### WHAT THIS TASK INVOLVES:
Format the rows below as a Markdown table with the columns "No." and "Text," placing each row's number in the first column and its text in the second, and omit any blank lines.

(Rows from a dataset)
▬▬▬▬▬▬

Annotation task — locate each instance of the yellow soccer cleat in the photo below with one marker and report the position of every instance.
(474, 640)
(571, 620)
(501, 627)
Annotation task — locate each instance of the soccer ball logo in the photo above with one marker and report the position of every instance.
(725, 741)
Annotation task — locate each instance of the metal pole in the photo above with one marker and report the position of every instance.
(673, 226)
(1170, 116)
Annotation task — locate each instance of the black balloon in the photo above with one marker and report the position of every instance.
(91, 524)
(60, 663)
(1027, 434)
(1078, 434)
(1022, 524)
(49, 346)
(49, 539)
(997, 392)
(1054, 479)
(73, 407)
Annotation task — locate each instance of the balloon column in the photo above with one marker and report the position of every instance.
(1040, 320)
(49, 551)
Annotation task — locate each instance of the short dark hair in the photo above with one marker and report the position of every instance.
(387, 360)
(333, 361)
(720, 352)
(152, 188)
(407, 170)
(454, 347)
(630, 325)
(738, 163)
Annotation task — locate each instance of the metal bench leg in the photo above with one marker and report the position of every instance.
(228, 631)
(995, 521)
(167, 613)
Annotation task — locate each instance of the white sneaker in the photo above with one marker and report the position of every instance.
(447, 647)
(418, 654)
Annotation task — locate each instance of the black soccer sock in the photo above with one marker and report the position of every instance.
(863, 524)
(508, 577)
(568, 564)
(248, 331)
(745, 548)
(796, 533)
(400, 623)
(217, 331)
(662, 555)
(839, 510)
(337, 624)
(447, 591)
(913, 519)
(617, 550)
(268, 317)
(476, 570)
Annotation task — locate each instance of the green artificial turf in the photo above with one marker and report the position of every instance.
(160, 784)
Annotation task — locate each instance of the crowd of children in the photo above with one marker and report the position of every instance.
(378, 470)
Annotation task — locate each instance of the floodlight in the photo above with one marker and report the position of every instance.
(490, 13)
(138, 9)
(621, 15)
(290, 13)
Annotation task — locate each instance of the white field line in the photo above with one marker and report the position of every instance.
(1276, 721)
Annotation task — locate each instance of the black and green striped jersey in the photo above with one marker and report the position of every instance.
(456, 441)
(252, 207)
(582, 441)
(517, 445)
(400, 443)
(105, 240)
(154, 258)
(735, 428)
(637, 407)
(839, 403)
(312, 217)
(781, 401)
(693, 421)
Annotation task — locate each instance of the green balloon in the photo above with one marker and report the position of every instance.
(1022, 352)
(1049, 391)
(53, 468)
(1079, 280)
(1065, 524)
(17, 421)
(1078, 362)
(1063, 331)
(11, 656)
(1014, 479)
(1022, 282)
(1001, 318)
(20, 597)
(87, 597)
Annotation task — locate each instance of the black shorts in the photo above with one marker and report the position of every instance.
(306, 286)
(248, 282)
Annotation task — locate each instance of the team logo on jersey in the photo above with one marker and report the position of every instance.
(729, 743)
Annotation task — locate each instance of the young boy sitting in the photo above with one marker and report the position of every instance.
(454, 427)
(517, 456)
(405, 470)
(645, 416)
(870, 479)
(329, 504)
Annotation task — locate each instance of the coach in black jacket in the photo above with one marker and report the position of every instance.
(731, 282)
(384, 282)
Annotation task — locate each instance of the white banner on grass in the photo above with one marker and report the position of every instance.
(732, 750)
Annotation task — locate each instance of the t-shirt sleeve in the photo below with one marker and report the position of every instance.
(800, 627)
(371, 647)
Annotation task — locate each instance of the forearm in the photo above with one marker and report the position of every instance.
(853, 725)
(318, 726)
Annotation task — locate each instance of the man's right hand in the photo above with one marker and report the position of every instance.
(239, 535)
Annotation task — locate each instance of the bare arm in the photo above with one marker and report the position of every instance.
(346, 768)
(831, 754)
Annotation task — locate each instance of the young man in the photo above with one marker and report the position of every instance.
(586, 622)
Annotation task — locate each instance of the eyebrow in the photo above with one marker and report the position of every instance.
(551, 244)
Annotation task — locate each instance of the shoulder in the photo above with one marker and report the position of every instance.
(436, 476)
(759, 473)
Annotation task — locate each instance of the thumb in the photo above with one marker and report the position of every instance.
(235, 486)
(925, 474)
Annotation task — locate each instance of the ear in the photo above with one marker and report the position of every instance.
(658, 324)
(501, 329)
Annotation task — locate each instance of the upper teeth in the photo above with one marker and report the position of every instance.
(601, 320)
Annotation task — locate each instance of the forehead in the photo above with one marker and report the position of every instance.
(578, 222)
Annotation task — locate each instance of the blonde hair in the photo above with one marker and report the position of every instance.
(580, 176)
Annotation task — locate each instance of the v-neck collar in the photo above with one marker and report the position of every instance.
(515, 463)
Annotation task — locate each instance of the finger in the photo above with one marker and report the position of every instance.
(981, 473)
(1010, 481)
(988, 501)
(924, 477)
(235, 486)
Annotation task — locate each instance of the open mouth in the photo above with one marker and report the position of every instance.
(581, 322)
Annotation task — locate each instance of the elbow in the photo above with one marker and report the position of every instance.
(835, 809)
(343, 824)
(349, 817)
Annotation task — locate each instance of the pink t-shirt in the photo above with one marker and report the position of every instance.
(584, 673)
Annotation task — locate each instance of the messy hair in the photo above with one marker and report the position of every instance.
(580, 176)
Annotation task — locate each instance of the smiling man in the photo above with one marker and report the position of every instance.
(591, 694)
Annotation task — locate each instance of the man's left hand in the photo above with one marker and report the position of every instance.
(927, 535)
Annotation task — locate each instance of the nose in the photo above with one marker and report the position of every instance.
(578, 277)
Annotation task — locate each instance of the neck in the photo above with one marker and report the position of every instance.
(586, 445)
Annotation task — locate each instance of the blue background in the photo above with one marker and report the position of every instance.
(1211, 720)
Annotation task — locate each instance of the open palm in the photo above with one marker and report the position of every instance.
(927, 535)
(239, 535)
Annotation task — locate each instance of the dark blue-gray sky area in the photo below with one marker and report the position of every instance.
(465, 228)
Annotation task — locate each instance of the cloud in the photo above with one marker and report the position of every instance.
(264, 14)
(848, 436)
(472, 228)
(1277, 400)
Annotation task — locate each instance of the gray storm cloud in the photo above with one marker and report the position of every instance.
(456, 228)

▬▬▬▬▬▬

### ANSWER FOR THE TASK:
| No. | Text |
|---|---|
| 1 | Annotation task — locate each instance of the yellow soccer cleat in the photo below with one marker and report the position of every instance. |
| 2 | (474, 640) |
| 3 | (571, 620) |
| 4 | (501, 627) |
| 5 | Annotation task — locate each instance of the soccer ball logo in the photo above with one marker and report the position of every instance. |
| 6 | (725, 741) |
| 7 | Annotation task — locate each instance of the metal pole in the photo above with one marker and report the position of every instance. |
| 8 | (673, 226) |
| 9 | (1170, 116) |
| 10 | Annotation task — locate each instance of the black balloon in the photo above with one marker and report the position of every instance. |
| 11 | (91, 524) |
| 12 | (60, 663) |
| 13 | (1027, 434) |
| 14 | (1078, 434) |
| 15 | (1022, 524) |
| 16 | (49, 346) |
| 17 | (49, 539) |
| 18 | (997, 392) |
| 19 | (1054, 479) |
| 20 | (73, 407) |
| 21 | Annotation task — locate each instance of the balloon column in the photo above with one marker and report the position of every instance. |
| 22 | (1040, 320) |
| 23 | (49, 551) |
| 24 | Annotation task — locate each instance of the short dark hair in the photo above with one marker and report the position of every instance. |
| 25 | (387, 360) |
| 26 | (333, 361) |
| 27 | (720, 352) |
| 28 | (152, 188) |
| 29 | (407, 170) |
| 30 | (454, 347) |
| 31 | (630, 325) |
| 32 | (738, 163) |
| 33 | Annotation task — locate each instance of the metal bench leg in the photo above with one marker and report the position of every instance. |
| 34 | (228, 631) |
| 35 | (995, 521) |
| 36 | (167, 613) |
| 37 | Annotation task — locate each instance of the white sneaker in the photo above with one marker and report the position of every instance. |
| 38 | (447, 647) |
| 39 | (418, 654) |
| 40 | Annotation task — locate each instance of the black soccer sock in the photo above with one marker and report the position of every instance. |
| 41 | (863, 524) |
| 42 | (508, 577) |
| 43 | (568, 564) |
| 44 | (248, 331) |
| 45 | (745, 548) |
| 46 | (796, 533) |
| 47 | (400, 623) |
| 48 | (217, 331) |
| 49 | (662, 555) |
| 50 | (839, 510) |
| 51 | (337, 624) |
| 52 | (447, 591) |
| 53 | (913, 519) |
| 54 | (617, 550) |
| 55 | (268, 317) |
| 56 | (476, 570) |
| 57 | Annotation task — locate each instance of the green artificial turf in the photo above with one marker and report the position of every instance. |
| 58 | (160, 784) |
| 59 | Annotation task — locate each instance of the crowd of children in the photo above with one marker and report the position of every instance. |
| 60 | (378, 470) |
| 61 | Annotation task — locate each instance of the floodlight in the photo above with one marker and report the position of every instance. |
| 62 | (490, 13) |
| 63 | (138, 9) |
| 64 | (621, 15) |
| 65 | (290, 13) |
| 66 | Annotation task — locate each instance of the white field line in the photo above with one marker and report the position of every instance. |
| 67 | (1276, 721) |
| 68 | Annotation task — locate each instance of the black and green striped jersey in the photo above with one marker and report the position of every instance. |
| 69 | (456, 441) |
| 70 | (252, 207) |
| 71 | (582, 441) |
| 72 | (517, 445) |
| 73 | (400, 443) |
| 74 | (105, 240) |
| 75 | (154, 258) |
| 76 | (735, 428) |
| 77 | (637, 407) |
| 78 | (839, 403) |
| 79 | (312, 217) |
| 80 | (781, 401) |
| 81 | (693, 421) |
| 82 | Annotation task — locate each instance of the green balloon in the photo above with one marker and report the position of every instance. |
| 83 | (1022, 352) |
| 84 | (1049, 391) |
| 85 | (53, 468) |
| 86 | (1079, 280) |
| 87 | (1065, 524) |
| 88 | (17, 421) |
| 89 | (1078, 362) |
| 90 | (1063, 331) |
| 91 | (11, 656) |
| 92 | (1014, 479) |
| 93 | (1022, 282) |
| 94 | (1001, 318) |
| 95 | (20, 597) |
| 96 | (87, 597) |
| 97 | Annotation task — locate each instance of the black shorts in the photo above with one marker and report the position of every instance. |
| 98 | (306, 286) |
| 99 | (248, 282) |
| 100 | Annotation task — locate each instance of the team logo on jersey in the photo above with one marker and report the position of every instance. |
| 101 | (729, 743) |
| 102 | Annotation task — locate each instance of the young boy sitting in the photo above with one marker and report the position of every instance. |
| 103 | (454, 427) |
| 104 | (517, 456) |
| 105 | (405, 470) |
| 106 | (645, 416) |
| 107 | (870, 479) |
| 108 | (329, 504) |
| 109 | Annotation task — locate each instance of the coach in black jacket in the photo above with one marker and report the position of every instance. |
| 110 | (731, 282) |
| 111 | (384, 282) |
| 112 | Annotation task — locate each instance of the white banner on grass in the photo above with one marker and report the position of every instance. |
| 113 | (732, 750) |
| 114 | Annotation task — locate each instance of the t-shirt sleeve in the photo below with one marker and report the position of every instance. |
| 115 | (800, 627) |
| 116 | (371, 647) |
| 117 | Annotation task — locate each instance of the forearm in the photo above with one marker and report the position of every instance. |
| 118 | (853, 725) |
| 119 | (318, 726) |
| 120 | Annotation task — locate each instance of the man's right hand in the photo above with one marker and report the position of every instance. |
| 121 | (239, 535) |
| 122 | Annotation task — locate each instance of the bare arm in the photo above with one marker and report the position of every instance. |
| 123 | (346, 768) |
| 124 | (831, 754) |
| 125 | Annotation task — locate each instance of the young man in the photo above with one marker and report the position of every instance. |
| 126 | (586, 622) |
| 127 | Annotation task — locate each instance of the eyebrow in the photo above with one marker and report the position of every instance. |
| 128 | (551, 244) |
| 129 | Annotation task — locate each instance of the shoulder in the photo above with one marker and report the position of every instance. |
| 130 | (436, 476) |
| 131 | (759, 473) |
| 132 | Annotation task — locate each instance of the thumb in the photo above with one marker and report the position of every instance. |
| 133 | (235, 486) |
| 134 | (925, 474) |
| 135 | Annotation task — locate each instance of the ear in the photo above with one marker and report the position of every instance. |
| 136 | (658, 324) |
| 137 | (501, 329) |
| 138 | Annotation task — locate each instance of the upper teeth in the photo above with one marker and report the position of every instance. |
| 139 | (601, 320) |
| 140 | Annotation task — locate each instance of the forehead in the photo above with one marker and report the position of every instance. |
| 141 | (578, 222) |
| 142 | Annotation task — locate each instance of the blonde hair in the photo above with one marker and report the position of every instance. |
| 143 | (580, 176) |
| 144 | Annotation task — locate each instance of the v-neck collar in the photo above with one marker and report the position of every instance. |
| 145 | (515, 463) |
| 146 | Annotation task — locate each instance of the finger in the photo above with one marker and report the position of every instance. |
| 147 | (981, 473) |
| 148 | (1010, 481) |
| 149 | (988, 501) |
| 150 | (924, 477) |
| 151 | (235, 486) |
| 152 | Annotation task — locate each instance of the open mouth in the photo above with one marker and report the position of every instance. |
| 153 | (581, 322) |
| 154 | Annotation task — locate each instance of the elbow in the photo above with one marker and report the position of every instance. |
| 155 | (835, 809) |
| 156 | (343, 824) |
| 157 | (349, 817) |
| 158 | Annotation task — locate each instance of the pink t-shirt in the photo above with one marker and report the position of every instance. |
| 159 | (584, 673) |
| 160 | Annotation task — locate each instance of the messy hair in the photo above with one marker and report the position of every instance. |
| 161 | (580, 176) |
| 162 | Annotation task — locate each instance of the smiling man in the photo above with one marker and report the position of every instance. |
| 163 | (591, 694) |
| 164 | Annotation task — locate each instance of the man's left hand in the photo above with one marker and report the position of every instance. |
| 165 | (927, 535) |
| 166 | Annotation task — locate each instance of the nose in the photo above with one marker and report the position of every instance. |
| 167 | (578, 277) |
| 168 | Annotation task — locate each instance of the neck in the photo above with one marker and report the position of every instance. |
| 169 | (586, 445) |
| 170 | Annotation task — locate each instance of the blue background in the photo above with one marker and report the position of every instance. |
| 171 | (1211, 720) |
| 172 | Annotation task — locate each instance of the open palm in the photo above with one marker and report the position of every instance. |
| 173 | (927, 535) |
| 174 | (239, 535) |
| 175 | Annotation task — locate each instance of the dark blue-gray sky area in the photo below with one marker and report the position of every instance. |
| 176 | (465, 228) |
| 177 | Annotation task — locate each instance of the cloud in the photo above with one marker and report the position of every instance. |
| 178 | (264, 14) |
| 179 | (848, 436) |
| 180 | (472, 228) |
| 181 | (1277, 400) |
| 182 | Annotation task — locate each instance of the gray storm cloud in the photo above with one marker and report the position of every instance. |
| 183 | (456, 228) |